• _TASK TO CARRY OUT_
Could you write out the listing below word for word, without changing a single line?

Records from a dataset

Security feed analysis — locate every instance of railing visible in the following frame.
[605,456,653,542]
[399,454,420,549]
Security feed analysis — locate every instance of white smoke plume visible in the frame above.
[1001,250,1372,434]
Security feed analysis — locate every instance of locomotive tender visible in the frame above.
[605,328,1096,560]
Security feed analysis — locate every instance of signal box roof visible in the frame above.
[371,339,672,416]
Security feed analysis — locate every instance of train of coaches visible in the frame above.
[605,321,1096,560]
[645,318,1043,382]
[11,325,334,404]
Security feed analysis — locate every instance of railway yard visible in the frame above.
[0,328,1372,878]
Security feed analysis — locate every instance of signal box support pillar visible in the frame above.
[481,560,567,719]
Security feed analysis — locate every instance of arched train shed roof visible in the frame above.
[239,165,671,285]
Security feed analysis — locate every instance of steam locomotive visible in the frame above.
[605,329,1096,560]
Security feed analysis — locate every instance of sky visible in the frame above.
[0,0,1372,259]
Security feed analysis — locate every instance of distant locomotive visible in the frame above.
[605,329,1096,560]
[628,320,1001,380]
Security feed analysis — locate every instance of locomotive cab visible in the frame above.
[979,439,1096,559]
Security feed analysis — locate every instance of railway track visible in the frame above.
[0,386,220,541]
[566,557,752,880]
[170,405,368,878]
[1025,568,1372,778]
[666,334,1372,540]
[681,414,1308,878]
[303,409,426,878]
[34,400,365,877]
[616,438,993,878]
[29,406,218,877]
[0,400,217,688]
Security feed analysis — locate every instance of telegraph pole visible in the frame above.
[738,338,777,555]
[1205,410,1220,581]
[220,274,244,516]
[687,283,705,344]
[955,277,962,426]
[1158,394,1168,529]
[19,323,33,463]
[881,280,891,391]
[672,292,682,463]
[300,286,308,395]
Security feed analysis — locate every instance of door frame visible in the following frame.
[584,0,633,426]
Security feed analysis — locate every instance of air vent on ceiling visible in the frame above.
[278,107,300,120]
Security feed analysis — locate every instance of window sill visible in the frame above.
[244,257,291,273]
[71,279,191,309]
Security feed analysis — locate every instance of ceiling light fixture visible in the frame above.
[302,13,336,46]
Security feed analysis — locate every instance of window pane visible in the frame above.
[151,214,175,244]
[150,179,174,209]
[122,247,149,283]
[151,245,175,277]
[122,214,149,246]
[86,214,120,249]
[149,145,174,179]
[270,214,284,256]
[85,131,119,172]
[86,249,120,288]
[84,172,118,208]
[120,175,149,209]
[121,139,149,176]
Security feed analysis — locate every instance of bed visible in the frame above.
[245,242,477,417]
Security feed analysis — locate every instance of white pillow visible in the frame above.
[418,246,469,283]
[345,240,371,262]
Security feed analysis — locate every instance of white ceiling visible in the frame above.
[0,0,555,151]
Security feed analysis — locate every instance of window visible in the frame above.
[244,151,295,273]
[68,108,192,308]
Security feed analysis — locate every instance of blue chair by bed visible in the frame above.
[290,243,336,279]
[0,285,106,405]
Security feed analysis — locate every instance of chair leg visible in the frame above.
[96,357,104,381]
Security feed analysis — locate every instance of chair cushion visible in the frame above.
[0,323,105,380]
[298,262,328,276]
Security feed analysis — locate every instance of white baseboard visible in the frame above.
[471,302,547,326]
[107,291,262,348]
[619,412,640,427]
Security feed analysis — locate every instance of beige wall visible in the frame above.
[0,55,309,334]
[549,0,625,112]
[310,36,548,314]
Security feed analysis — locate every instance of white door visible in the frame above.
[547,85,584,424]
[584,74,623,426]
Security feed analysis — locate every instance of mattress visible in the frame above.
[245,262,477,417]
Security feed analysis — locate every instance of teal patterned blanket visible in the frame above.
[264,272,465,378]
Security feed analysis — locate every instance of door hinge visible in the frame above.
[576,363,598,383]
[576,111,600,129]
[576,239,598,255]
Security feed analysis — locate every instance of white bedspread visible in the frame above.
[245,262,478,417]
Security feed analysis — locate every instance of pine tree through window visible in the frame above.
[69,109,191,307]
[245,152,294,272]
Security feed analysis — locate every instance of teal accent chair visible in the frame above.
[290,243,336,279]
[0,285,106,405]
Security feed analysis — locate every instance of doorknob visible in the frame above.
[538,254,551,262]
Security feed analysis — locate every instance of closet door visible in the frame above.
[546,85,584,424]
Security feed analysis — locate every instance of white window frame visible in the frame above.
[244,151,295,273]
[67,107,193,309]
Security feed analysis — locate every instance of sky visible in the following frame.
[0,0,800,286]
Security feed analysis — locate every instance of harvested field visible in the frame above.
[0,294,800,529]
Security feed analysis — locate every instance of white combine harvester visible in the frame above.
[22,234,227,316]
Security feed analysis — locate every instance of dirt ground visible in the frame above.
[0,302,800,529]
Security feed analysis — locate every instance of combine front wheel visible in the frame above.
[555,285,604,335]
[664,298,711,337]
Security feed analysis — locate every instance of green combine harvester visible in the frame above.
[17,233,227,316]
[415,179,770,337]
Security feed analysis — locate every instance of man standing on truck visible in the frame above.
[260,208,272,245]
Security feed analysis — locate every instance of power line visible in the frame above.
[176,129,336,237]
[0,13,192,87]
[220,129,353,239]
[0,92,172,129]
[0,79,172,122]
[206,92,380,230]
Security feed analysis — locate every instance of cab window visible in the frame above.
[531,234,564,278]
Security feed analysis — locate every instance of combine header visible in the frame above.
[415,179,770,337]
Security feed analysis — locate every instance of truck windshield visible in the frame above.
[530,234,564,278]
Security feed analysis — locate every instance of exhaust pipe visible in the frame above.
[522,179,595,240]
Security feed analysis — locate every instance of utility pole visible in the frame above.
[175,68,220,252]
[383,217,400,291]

• _FINISHED ANSWER_
Security feed analysis — locate every instance of railing visible in the following frame.
[605,456,653,542]
[399,454,420,549]
Security feed analysis — locate every instance of white smoke plume visible in the frame above.
[1001,250,1372,434]
Security feed analysis — locate every instance of locomotive tender visible in the frame above.
[605,328,1096,560]
Security feed analysis — locate every instance of signal box roof visible in the frame above.
[371,339,672,416]
Security feed analysis — locate every instance of train of coaches visible in the frame above.
[605,321,1096,560]
[645,318,1043,382]
[11,325,334,404]
Security feed analysis — locate every instance of railway yard visible in the frame above.
[0,328,1372,878]
Security feed analysis — locate every instance of signal box support pillar visible in the frame above.
[481,560,567,719]
Security feed analysis — locate every instance of arched train shed roof visible in the frame above.
[239,165,671,285]
Security feed analysis — locate every instance of steam locomotive visible in the frame above.
[605,329,1096,560]
Security feed analysis — locate every instance of sky visible in the frame above.
[0,0,1372,259]
Security feed analysis — locate every instance of distant locomotive visible in the frame above.
[605,329,1096,560]
[628,320,1001,380]
Security feed analysis — locate every instance of locomotive cab visible in the frame above.
[979,439,1096,559]
Security feed analysis — locate every instance of railway track visible in the frame above.
[0,386,220,541]
[566,557,752,880]
[170,405,368,878]
[1025,568,1372,778]
[666,334,1372,540]
[681,414,1308,878]
[303,409,426,878]
[34,400,365,877]
[616,438,993,878]
[29,406,218,877]
[0,400,217,688]
Security feed analysis — locate every instance of telegraph pole visible in the frame above.
[738,338,777,555]
[1205,410,1220,581]
[220,274,244,516]
[687,283,705,344]
[955,277,962,426]
[1158,394,1168,529]
[19,323,33,463]
[881,280,891,391]
[672,292,682,463]
[300,286,308,395]
Security feed analysis — locate every instance of door frame visible in the following frame.
[584,0,633,426]
Security feed analysis — locate every instance of air vent on ceiling visible in the frame above.
[278,107,300,120]
Security feed analysis — locate every instance of window sill visible in the frame above.
[244,257,291,273]
[71,279,191,309]
Security feed analysis — locate every instance of ceiling light fixture visible in the frame above.
[302,13,336,46]
Security feed analysis — locate every instance of window pane visible in the frame above.
[151,214,175,244]
[150,179,174,209]
[122,247,149,283]
[151,245,175,277]
[122,214,149,246]
[86,214,120,249]
[149,145,174,179]
[270,214,284,256]
[85,131,119,172]
[86,249,120,288]
[84,172,118,208]
[120,175,149,209]
[121,139,149,176]
Security feed analysis — locate every instance of bed visible in the frame above.
[245,242,477,417]
Security feed analysis — locate every instance of white pillow visible in the frame above.
[418,246,469,283]
[345,240,371,262]
Security feed analysis — locate every instance of white ceiling visible in the frame above.
[0,0,555,151]
Security feed analysis — locate every instance of window visible in the frame above.
[244,151,295,273]
[68,108,192,308]
Security feed analysis — locate every instance of blue chair by bed visible in the frame above.
[290,243,336,279]
[0,285,106,405]
Security feed analysis — locate every instance of chair leg visible in the frame above.
[96,357,104,381]
Security feed analysis — locate every instance of chair cushion visible in the frame above.
[0,323,105,380]
[298,262,328,276]
Security feed analysis — locate every instance of white baseboard visible in the frame above.
[471,302,547,326]
[107,291,262,348]
[619,412,640,427]
Security feed analysis — locate every instance of beige wall visible in the frame above.
[0,55,309,334]
[549,0,625,112]
[310,36,548,314]
Security feed analysis — locate every instance of white door visible in the frame above.
[547,85,584,424]
[584,74,623,426]
Security feed analysis — locate every instance of mattress visible in the frame above.
[245,262,477,417]
Security feed analysis — locate every instance of teal patterned blanket visible in the frame above.
[264,272,465,378]
Security feed analysis — locate every instance of door hinge visible in the frame above.
[576,363,598,383]
[576,111,600,129]
[576,239,598,255]
Security feed analysis — locate every instance of white bedspread visible in the frame above.
[245,262,478,417]
Security feed analysis — locate every instance of pine tree through window visible in the frame above.
[69,109,191,307]
[245,152,294,272]
Security feed analysis — locate every instance of teal accent chair visible in the frame above.
[290,243,336,279]
[0,285,106,405]
Security feed analysis — locate every instance of doorknob visible in the frame above.
[538,254,551,262]
Security feed analysis — locate every instance of closet door visible in the frame above.
[546,85,584,424]
Security feed analysis — locate every instance of white window frame visible in the frame above.
[244,151,295,273]
[67,107,193,309]
Security feed analysis — locate every instance of sky visible in the following frame.
[0,0,800,286]
Security feed analysis — locate every instance of harvested field visible in the frame above.
[0,294,800,529]
Security feed analysis — locate every instance of white combine harvester visible in the frame above.
[22,234,227,316]
Security feed analysis — locate every instance of dirt ground visible in the frame above.
[0,302,800,529]
Security feed analysis — locate every instance of combine front wheel visible in the frame above.
[555,285,604,335]
[664,298,711,337]
Security feed analysis — locate every instance of green combine harvester visible in the frame above.
[17,233,227,316]
[415,179,770,337]
Security feed analysis — locate every instance of man standing on truck visible in the frame above.
[260,208,272,245]
Security feed analysis — locate every instance of power line visible in the frame above.
[176,129,336,237]
[0,13,192,87]
[220,129,353,239]
[0,92,172,129]
[0,79,172,122]
[206,92,380,230]
Security feed analysis — locate every instance of cab window visible in the frame above.
[531,234,564,278]
Security feed analysis — locate every instance of combine header visible in the frame above.
[415,179,770,337]
Security feed analysis — locate every instance of truck windshield visible in the frame above.
[530,234,564,278]
Security feed analysis — locate every instance of exhaust pipe visible in the frame above.
[522,179,595,240]
Security feed analysis — locate every instance of utility pole visible in the frame above.
[175,68,220,252]
[383,217,400,291]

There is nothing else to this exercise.